Task to complete:
Reproduce the following lines word for word, keeping every character and line break unchanged.

◆ ◆ ◆

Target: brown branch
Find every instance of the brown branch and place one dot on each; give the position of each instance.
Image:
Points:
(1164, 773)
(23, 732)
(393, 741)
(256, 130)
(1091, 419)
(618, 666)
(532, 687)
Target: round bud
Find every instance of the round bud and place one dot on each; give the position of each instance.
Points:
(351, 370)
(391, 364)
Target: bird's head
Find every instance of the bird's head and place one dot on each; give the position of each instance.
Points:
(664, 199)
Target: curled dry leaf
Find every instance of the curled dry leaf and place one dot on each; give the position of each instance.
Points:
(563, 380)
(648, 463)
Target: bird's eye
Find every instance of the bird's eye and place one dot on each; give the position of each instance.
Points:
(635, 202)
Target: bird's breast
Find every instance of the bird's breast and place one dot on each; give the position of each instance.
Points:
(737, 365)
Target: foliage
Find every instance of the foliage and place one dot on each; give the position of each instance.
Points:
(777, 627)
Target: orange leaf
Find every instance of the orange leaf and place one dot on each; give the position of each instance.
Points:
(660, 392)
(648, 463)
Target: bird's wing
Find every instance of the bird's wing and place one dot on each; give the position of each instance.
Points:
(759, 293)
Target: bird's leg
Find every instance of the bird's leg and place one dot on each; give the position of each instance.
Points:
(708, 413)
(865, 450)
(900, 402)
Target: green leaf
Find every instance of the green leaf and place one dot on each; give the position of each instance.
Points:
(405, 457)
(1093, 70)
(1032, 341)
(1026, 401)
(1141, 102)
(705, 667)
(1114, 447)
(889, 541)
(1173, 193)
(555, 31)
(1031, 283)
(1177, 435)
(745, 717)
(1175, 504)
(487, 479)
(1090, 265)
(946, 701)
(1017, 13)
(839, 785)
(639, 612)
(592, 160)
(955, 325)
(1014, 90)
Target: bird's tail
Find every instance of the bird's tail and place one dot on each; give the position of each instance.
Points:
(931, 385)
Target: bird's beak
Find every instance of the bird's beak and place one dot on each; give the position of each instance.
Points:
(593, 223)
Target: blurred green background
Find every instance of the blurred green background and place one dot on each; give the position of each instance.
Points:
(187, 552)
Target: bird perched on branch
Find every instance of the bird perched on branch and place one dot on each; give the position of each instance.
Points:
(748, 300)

◆ ◆ ◆

Solved problem:
Target: brown branch
Find every instance of the brown branch and place one dot on each; give the position of each instance.
Image:
Points:
(1164, 773)
(23, 732)
(393, 741)
(256, 130)
(1091, 419)
(618, 666)
(532, 687)
Target: round bud
Find every instance of the round bud and place one dot on each; give the position of each instance.
Points:
(351, 370)
(391, 364)
Target: bird's head
Find every instance of the bird's head and place one dot on each; give the position of each instance.
Points:
(664, 199)
Target: curled dry leaf
Find every instance of the curled dry leaf and place one dot on each; give the position of each instance.
Points:
(563, 380)
(648, 463)
Target: bird's eye
Find every instance of the bird's eye and place one dot on each; give the position of each instance.
Points:
(635, 202)
Target: bird's breast
Find every instance of the bird's breast and place one dot on each; give the position of each instance.
Points:
(737, 365)
Target: foliage
Find every instance of the foliage and place one dot on each; give the position of each instance.
Points:
(777, 627)
Target: orange leaf
Find every instance of the orange leaf and place one dot on each; give the position of each instance.
Points:
(660, 392)
(648, 463)
Target: bird's wing
Find every instance of the bird's wing and place one dot on each; give the position of each instance.
Points:
(759, 293)
Target: bird's leg
Find every instance of the bird's leg and place one dot on each; give the position of each instance.
Points:
(708, 413)
(865, 450)
(900, 402)
Target: green leaf
Find every instance of the green leaf and place one dot on each; give the position of each instance.
Points:
(405, 457)
(1093, 70)
(1032, 341)
(1026, 401)
(1141, 102)
(705, 667)
(1114, 447)
(889, 541)
(1173, 193)
(555, 31)
(1031, 283)
(1177, 435)
(745, 717)
(1175, 504)
(487, 479)
(1090, 265)
(946, 701)
(1017, 13)
(839, 785)
(639, 612)
(592, 160)
(955, 325)
(1014, 90)
Target: bird's tail
Find every instance of the bird's tail and place one dot on each; give the position of each instance.
Points:
(931, 385)
Target: bird's beak
Find every instance of the bird's beak and place one dot on each; give the position of each instance.
Points:
(593, 223)
Target: blurred green background
Find every instance of the blurred green background and place one dot on each; give the position of each instance.
Points:
(187, 552)
Target: bird perched on branch
Find every instance of the bird perched on branch and place one dot on each; give the position of each instance.
Points:
(748, 300)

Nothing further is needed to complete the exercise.